PROVIDED TEXT:
# # # # # # #

We have to remember that this imagery fuses the two most exciting elements of entertainment culture. Sex and violence. Both of which are almost omni-present in mainstream movies and making no sign of decreasing.

The Sunday Times features an article today on the issue of violence in the latest nasty movie to hit the big screens.

Sunday Times Article

But in my opinion pop culture with its videos tends to be particularly ahead of things, granting us glimpses of the future.

We have already seen music videos featuring fetish and bondage gear. What started with outrageous banned clips of Frankie goes to Hollywood a quarter century ago, now has gone quite mainstream with Madonna and George Michael making heavily fetish oriented videos to some of their tracks. Hell, even the pop starlet Louise once produced an act heavily influenced by bondage.

Hey, we’ve even seen a recent car TV advert featuring a pvc cat-suited girl tied up with ribbons on terrestrial telly….

Where’s the future? It’s invariably where the real shockers are residing. Those who get our pulses racing and the adrenalin flowing.
If once upon a time various princes of darkness were terrifying those concerned with moral standards, today Ozzy Ozbourne and Alice Cooper seem quite tame. Let us remember that the former of the two has by now even performed in front of the Queen.

# # # # # # #

SUPPLIED DATA:

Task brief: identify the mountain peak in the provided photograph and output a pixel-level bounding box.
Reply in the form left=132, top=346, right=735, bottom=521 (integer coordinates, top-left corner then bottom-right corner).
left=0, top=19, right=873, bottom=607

# # # # # # #

DIRECTION:
From the text on sex and violence in movies and music videos, pull out the stretch from "We have already" through "the adrenalin flowing." word for word.

WORKED SOLUTION:
We have already seen music videos featuring fetish and bondage gear. What started with outrageous banned clips of Frankie goes to Hollywood a quarter century ago, now has gone quite mainstream with Madonna and George Michael making heavily fetish oriented videos to some of their tracks. Hell, even the pop starlet Louise once produced an act heavily influenced by bondage.

Hey, we’ve even seen a recent car TV advert featuring a pvc cat-suited girl tied up with ribbons on terrestrial telly….

Where’s the future? It’s invariably where the real shockers are residing. Those who get our pulses racing and the adrenalin flowing.